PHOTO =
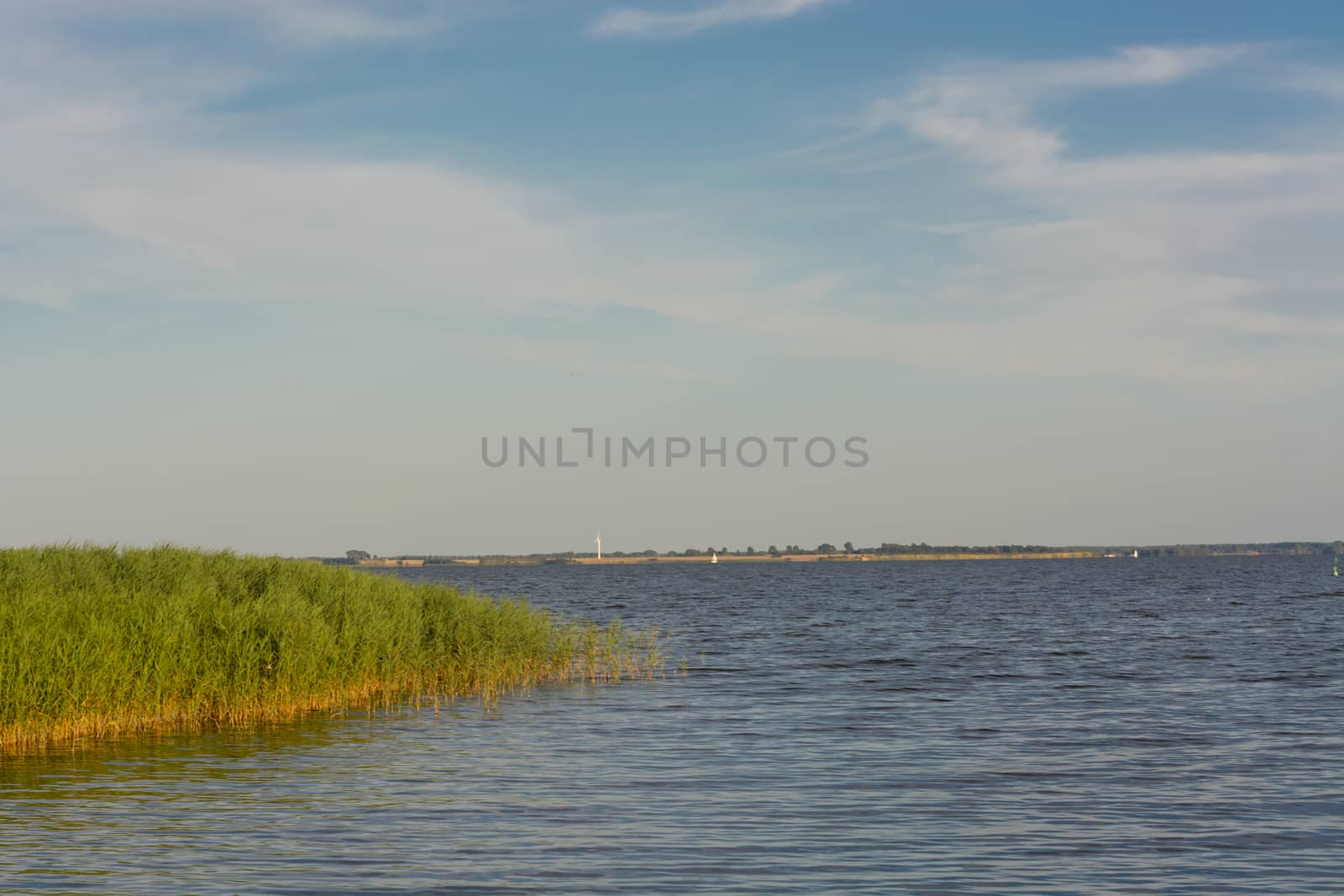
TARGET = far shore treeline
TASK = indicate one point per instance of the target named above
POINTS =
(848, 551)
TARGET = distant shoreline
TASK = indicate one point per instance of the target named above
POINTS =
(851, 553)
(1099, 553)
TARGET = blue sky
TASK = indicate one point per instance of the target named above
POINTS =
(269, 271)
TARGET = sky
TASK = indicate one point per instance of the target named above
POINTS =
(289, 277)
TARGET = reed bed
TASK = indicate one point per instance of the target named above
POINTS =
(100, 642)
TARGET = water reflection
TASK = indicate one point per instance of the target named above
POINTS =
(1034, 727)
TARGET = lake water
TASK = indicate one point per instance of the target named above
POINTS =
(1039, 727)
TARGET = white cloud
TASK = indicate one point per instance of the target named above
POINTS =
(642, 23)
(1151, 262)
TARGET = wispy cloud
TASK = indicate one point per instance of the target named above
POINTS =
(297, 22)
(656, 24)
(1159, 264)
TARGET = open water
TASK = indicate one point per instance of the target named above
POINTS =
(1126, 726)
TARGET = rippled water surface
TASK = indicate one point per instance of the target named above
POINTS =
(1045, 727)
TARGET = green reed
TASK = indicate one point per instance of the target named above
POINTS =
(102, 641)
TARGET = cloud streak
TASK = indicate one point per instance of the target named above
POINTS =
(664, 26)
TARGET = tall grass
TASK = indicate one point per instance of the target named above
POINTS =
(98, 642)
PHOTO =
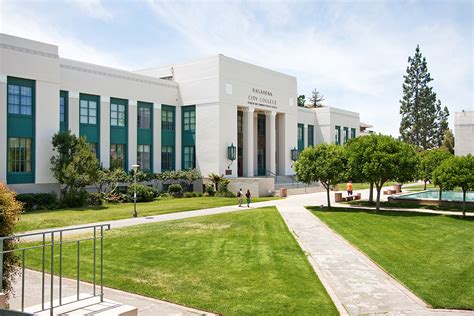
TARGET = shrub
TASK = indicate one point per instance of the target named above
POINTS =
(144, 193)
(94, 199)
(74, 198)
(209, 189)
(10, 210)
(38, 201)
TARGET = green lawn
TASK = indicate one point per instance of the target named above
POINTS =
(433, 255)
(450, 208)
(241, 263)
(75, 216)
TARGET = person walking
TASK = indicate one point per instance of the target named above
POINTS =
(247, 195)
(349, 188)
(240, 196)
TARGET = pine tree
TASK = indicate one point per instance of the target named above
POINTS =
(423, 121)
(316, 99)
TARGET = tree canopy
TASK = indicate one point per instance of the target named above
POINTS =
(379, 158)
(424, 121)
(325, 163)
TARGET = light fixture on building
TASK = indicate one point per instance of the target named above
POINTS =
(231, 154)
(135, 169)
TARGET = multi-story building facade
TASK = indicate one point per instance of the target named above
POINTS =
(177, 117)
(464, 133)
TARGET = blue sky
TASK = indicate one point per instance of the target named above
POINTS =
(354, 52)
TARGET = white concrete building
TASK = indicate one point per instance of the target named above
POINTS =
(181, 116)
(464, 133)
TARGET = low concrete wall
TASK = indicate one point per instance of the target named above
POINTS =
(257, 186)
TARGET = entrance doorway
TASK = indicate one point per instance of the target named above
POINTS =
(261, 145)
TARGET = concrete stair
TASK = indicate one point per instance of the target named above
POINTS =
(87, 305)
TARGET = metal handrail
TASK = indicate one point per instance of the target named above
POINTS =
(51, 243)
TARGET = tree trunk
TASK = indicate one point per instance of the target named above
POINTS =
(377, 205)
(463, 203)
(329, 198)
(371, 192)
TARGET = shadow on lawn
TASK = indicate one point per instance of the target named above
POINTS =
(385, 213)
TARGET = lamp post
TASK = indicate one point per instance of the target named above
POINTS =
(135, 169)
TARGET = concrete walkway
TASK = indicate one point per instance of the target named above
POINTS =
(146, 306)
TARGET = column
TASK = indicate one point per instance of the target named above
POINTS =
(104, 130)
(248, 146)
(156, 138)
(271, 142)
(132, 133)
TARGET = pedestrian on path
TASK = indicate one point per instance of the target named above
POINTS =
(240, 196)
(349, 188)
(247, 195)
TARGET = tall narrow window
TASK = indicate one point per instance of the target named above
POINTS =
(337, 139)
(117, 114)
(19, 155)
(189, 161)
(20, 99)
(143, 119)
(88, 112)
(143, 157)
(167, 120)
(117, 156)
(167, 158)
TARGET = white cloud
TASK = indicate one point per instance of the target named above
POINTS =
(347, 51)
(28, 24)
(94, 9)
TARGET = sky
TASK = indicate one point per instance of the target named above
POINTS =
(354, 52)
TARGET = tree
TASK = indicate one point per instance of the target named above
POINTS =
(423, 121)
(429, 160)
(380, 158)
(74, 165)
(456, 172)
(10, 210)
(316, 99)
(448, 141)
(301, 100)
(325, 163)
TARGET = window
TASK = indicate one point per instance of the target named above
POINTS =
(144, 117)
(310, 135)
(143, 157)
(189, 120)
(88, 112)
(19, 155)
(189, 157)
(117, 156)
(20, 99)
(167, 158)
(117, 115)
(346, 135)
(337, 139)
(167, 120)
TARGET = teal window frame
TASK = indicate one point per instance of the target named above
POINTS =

__What to do__
In the entries above, find each line with the string "window" and copy it.

__Response to this task__
TARGET = tall narrow window
TARGET = window
TARGET = teal window frame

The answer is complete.